• [What is needed]: When you reach the line containing "Pick out the soccer", repeat it and every line after it exactly, stopping only at the end of the listing.

• [Provided material]:
*** Block opens ***
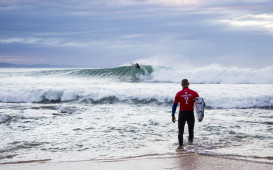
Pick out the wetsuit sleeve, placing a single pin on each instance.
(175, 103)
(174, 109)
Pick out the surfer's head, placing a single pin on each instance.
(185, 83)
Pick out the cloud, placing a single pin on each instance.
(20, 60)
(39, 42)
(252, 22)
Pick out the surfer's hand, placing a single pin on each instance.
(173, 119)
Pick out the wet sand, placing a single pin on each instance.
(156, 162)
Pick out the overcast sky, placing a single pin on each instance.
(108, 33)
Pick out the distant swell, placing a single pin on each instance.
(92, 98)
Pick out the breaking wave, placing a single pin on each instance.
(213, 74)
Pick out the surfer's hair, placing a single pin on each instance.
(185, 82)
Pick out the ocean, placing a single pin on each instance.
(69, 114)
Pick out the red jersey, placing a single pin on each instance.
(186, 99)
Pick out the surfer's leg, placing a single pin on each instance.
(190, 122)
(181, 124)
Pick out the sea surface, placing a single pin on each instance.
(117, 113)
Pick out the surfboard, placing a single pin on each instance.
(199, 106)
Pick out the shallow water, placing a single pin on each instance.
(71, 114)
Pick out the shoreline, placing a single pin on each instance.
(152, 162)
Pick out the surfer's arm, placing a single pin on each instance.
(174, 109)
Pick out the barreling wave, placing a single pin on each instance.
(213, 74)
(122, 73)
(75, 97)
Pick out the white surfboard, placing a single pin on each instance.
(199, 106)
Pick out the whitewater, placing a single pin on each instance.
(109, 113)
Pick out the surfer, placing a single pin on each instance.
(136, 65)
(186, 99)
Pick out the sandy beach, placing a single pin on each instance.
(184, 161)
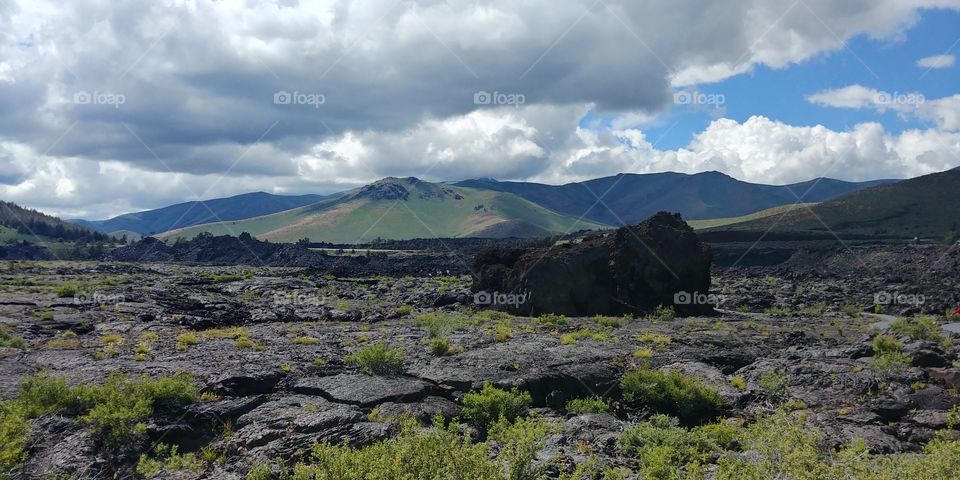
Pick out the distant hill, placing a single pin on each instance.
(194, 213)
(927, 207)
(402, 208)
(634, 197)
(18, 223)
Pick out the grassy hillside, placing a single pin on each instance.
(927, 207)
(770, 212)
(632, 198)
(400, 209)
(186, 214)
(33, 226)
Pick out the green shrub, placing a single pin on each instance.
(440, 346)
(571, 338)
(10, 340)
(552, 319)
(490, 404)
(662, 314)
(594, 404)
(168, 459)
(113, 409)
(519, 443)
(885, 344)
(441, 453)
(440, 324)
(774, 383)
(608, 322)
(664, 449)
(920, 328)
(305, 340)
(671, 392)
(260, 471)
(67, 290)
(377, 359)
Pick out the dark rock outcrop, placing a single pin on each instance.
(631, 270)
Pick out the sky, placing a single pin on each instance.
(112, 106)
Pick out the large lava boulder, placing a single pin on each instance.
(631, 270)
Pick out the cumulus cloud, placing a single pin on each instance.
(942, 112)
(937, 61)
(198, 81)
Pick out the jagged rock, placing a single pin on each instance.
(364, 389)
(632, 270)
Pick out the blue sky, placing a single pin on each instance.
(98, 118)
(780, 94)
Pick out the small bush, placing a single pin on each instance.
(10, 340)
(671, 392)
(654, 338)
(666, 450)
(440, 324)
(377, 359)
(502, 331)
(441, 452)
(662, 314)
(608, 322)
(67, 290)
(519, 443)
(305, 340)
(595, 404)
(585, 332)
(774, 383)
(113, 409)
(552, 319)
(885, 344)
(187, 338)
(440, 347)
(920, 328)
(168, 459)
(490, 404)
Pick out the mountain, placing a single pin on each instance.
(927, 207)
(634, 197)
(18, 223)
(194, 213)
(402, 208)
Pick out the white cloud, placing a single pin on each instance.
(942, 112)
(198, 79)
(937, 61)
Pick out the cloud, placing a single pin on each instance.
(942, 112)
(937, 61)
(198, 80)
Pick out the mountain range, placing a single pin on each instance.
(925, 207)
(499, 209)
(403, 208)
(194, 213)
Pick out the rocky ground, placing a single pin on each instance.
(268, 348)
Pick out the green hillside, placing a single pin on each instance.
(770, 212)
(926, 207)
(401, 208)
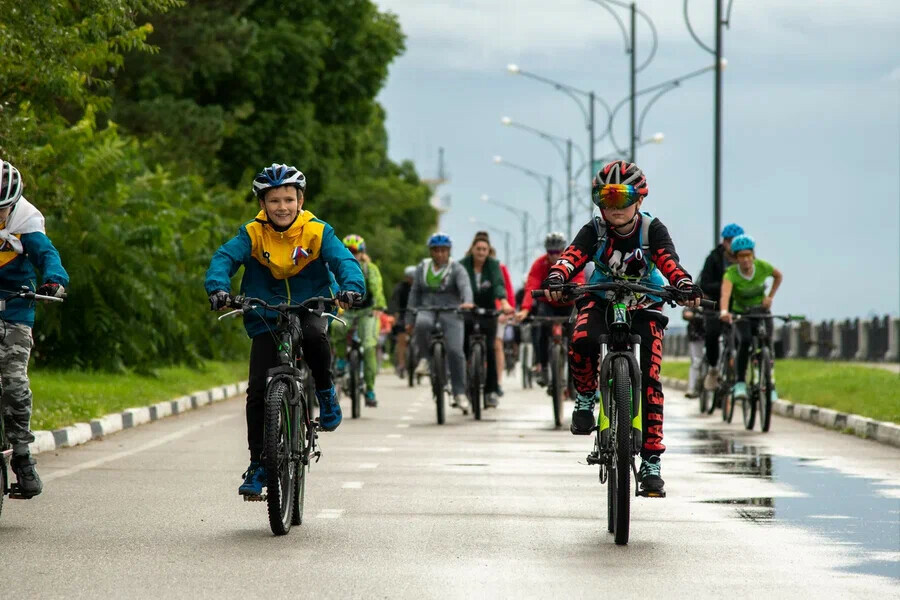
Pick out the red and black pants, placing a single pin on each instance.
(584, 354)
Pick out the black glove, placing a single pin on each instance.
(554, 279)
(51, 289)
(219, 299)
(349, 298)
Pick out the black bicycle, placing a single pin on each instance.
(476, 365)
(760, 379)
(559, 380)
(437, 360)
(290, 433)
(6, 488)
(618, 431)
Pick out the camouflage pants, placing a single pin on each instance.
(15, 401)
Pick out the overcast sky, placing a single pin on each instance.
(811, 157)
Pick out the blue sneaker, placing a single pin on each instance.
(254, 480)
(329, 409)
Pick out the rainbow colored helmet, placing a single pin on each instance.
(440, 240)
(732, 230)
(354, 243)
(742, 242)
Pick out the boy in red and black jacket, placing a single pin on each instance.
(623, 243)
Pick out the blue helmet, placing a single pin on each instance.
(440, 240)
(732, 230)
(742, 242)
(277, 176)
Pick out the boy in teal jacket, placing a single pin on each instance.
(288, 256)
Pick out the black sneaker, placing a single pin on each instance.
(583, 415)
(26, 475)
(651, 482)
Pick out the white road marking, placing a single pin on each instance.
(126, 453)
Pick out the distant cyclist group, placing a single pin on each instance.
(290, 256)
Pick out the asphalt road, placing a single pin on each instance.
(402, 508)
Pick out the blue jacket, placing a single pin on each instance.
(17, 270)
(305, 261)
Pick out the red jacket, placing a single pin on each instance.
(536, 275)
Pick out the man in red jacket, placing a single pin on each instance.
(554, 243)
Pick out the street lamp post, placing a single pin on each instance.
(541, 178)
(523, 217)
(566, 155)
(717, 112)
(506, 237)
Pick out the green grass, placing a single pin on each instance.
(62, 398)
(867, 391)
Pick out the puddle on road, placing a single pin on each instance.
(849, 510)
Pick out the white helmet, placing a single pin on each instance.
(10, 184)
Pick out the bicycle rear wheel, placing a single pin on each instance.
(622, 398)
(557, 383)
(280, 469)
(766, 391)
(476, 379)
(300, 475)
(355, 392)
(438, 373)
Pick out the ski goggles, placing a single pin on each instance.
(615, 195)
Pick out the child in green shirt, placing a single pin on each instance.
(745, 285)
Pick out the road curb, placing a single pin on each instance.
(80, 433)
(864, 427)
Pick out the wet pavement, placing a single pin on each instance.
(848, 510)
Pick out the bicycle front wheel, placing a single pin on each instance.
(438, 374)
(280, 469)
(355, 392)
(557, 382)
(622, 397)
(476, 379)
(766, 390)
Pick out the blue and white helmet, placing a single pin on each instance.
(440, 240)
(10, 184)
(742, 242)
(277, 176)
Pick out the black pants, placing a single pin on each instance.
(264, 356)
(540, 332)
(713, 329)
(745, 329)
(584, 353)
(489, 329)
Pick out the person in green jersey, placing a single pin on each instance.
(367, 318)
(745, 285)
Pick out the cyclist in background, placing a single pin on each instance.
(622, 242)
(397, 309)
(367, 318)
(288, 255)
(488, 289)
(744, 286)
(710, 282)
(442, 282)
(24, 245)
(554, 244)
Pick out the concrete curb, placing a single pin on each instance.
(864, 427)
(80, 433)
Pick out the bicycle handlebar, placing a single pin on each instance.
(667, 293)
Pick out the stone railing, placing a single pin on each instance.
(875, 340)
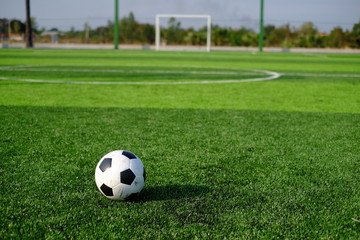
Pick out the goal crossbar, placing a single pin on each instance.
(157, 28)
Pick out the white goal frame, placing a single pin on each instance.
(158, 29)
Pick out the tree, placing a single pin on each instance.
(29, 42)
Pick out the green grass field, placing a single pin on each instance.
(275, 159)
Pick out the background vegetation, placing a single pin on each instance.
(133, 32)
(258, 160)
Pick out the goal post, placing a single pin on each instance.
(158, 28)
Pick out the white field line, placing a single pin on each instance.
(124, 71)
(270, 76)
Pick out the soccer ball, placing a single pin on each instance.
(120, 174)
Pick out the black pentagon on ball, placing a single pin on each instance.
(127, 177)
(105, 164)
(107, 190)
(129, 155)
*** Block closes ***
• [Exercise answer]:
Pick out the soccer ball, placing a single pin on each instance.
(120, 174)
Pick out the black pentagon on ball, placing a single pin on each instance.
(127, 177)
(105, 164)
(107, 190)
(129, 155)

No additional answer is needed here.